▶ _Quoted text_
HONORABLE MENTION: Sleepy Floyd, 1987 Western Conference Semifinals Game 4

Sure, the Warriors (coached by young George Karl!) weren’t much more than a speed bump to possibly the best incarnation of the Showtime Lakers in 1987, but for one charmed night in the Bay Area, no one was a bigger star than Sleepy Floyd, who embodied the term “single-handed” — as in, he single-handedly won this game by scoring 51 points, 29 of them in the fourth quarter, when the Warriors went on a massive comeback thanks to Sleepy’s relentless series of drives. He started off nailing a couple of three pointers, but the plays that took and kept the lead for Golden State were fearless drives into the heart of the Lakers, taken early and decisively enough to catch A.C. Green and Kareem Abdul-Jabbar flat-footed. For one night, Sleepy was invincible — remind you of another skinny Warriors guard?

7. Shawn Marion, 2011 NBA Finals

Since 2011, the rule of winning the NBA Finals has been that you either have to have LeBron or have someone who can slow down LeBron. In 2011, the latter took the form of Shawn Marion, who held LeBron to 8 points in Game 4, hounded him all series on defense and punished him for helping on Dirk Nowitzki, defensively. The Matrix averaged nearly 14 points a game, as well, without shooting much from the three-point or foul line — he just consistently found creases in the Heat’s swarming defense and knocked down those little floaters in the lane. The next defender good enough to prevent LeBron from winning the title was Kawhi Leonard, so history should remember Marion fondly.

[Point annotation records]
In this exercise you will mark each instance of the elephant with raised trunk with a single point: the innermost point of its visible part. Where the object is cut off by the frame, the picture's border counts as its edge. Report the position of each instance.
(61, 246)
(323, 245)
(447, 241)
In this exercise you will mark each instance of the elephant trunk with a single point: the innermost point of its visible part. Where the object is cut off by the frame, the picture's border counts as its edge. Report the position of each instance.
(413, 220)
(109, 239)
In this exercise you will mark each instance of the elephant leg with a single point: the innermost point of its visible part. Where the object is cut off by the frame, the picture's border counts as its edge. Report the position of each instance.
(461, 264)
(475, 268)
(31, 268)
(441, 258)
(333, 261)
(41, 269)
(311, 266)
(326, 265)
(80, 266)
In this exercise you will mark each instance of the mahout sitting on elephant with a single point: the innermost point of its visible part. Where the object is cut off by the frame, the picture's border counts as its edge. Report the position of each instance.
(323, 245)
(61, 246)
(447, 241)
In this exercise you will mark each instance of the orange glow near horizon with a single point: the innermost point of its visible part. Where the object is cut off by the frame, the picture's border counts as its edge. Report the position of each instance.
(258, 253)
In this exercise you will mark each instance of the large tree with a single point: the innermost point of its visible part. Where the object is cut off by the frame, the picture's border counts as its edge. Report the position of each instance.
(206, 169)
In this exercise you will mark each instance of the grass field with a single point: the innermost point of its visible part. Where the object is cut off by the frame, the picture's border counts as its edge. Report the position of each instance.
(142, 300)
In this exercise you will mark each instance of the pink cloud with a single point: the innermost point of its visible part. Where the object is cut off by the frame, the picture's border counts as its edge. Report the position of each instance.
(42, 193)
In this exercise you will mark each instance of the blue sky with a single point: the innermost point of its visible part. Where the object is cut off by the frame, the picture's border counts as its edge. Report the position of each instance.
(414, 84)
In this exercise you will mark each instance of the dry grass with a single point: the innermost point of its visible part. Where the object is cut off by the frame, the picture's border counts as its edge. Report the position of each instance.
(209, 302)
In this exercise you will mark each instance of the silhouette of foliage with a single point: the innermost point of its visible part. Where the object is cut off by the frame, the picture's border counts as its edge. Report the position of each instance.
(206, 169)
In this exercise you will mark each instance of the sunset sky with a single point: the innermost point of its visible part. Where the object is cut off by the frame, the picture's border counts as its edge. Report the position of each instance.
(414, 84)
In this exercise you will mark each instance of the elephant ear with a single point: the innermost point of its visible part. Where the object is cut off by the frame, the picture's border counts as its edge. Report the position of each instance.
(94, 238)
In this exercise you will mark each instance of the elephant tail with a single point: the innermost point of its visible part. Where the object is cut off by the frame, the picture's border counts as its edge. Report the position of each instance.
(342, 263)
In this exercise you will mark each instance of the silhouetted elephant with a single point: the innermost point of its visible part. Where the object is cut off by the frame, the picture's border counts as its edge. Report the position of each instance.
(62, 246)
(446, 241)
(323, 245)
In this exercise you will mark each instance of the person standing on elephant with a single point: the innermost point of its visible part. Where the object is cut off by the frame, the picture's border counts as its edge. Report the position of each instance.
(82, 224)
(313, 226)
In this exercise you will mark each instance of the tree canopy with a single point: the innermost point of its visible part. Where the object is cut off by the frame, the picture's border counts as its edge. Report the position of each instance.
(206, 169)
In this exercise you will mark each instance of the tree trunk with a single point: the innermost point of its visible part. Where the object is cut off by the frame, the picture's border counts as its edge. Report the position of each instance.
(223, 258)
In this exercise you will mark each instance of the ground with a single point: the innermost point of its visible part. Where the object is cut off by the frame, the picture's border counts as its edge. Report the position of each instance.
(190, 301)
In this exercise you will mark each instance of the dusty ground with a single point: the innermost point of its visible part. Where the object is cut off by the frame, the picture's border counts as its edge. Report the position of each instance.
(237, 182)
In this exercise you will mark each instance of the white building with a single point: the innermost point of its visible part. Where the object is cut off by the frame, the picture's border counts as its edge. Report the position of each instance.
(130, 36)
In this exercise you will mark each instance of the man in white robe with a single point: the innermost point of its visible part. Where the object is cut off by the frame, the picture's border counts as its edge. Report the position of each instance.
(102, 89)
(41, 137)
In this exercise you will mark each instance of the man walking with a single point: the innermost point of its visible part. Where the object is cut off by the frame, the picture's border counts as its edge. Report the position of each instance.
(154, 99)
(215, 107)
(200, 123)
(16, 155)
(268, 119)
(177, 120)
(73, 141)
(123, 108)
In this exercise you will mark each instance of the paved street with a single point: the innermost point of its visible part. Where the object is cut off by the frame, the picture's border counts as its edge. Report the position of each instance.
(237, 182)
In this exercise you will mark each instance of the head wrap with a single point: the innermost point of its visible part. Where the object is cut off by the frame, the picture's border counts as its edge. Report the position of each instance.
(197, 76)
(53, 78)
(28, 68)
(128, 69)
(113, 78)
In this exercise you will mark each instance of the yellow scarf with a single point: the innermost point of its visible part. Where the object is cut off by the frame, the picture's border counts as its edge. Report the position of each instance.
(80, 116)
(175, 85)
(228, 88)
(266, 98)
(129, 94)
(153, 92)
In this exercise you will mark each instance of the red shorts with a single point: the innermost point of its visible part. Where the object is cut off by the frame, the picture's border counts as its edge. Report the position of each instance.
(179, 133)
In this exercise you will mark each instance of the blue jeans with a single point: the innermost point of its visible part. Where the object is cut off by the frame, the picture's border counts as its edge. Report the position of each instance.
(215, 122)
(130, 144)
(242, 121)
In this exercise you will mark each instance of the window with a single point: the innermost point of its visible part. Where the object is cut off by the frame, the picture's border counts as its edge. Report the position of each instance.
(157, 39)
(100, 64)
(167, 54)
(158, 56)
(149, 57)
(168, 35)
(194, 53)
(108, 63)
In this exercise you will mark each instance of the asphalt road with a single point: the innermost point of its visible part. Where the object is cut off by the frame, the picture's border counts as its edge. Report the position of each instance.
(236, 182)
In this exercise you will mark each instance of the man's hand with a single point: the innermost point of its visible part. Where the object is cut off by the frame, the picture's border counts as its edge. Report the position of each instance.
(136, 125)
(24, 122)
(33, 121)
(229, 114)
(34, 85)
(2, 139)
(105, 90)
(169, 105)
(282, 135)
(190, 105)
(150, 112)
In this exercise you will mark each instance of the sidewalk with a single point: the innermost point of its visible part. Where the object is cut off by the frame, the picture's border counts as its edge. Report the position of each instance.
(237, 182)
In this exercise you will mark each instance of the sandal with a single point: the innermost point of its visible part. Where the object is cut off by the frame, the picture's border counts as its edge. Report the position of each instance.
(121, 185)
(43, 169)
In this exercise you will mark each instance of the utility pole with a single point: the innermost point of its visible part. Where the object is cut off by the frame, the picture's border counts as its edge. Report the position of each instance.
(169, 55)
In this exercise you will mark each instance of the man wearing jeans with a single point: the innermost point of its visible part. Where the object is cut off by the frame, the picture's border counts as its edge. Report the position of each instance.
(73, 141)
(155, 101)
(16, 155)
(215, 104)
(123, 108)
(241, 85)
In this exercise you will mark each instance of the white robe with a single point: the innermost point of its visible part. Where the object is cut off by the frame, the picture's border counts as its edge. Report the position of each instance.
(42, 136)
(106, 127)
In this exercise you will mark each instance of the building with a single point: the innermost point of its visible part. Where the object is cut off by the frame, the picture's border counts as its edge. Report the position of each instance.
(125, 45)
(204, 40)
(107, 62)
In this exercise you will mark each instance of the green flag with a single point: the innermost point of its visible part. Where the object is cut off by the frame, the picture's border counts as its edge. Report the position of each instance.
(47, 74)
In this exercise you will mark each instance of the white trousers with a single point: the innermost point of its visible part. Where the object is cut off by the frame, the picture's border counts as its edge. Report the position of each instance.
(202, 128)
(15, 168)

▶ _Things to do_
A) In the basketball text, how many of Sleepy Floyd's 51 points came in the fourth quarter?
B) Render this sentence from the basketball text in Spanish: "The next defender good enough to prevent LeBron from winning the title was Kawhi Leonard, so history should remember Marion fondly."
C) Print the basketball text starting with "Sure, the Warriors" and going on through "skinny Warriors guard?".

▶ _Results of the tasks_
A) 29

B) El siguiente defensor lo bastante bueno para impedir que LeBron ganara el título fue Kawhi Leonard, así que la historia debería recordar a Marion con cariño.

C)
Sure, the Warriors (coached by young George Karl!) weren’t much more than a speed bump to possibly the best incarnation of the Showtime Lakers in 1987, but for one charmed night in the Bay Area, no one was a bigger star than Sleepy Floyd, who embodied the term “single-handed” — as in, he single-handedly won this game by scoring 51 points, 29 of them in the fourth quarter, when the Warriors went on a massive comeback thanks to Sleepy’s relentless series of drives. He started off nailing a couple of three pointers, but the plays that took and kept the lead for Golden State were fearless drives into the heart of the Lakers, taken early and decisively enough to catch A.C. Green and Kareem Abdul-Jabbar flat-footed. For one night, Sleepy was invincible — remind you of another skinny Warriors guard?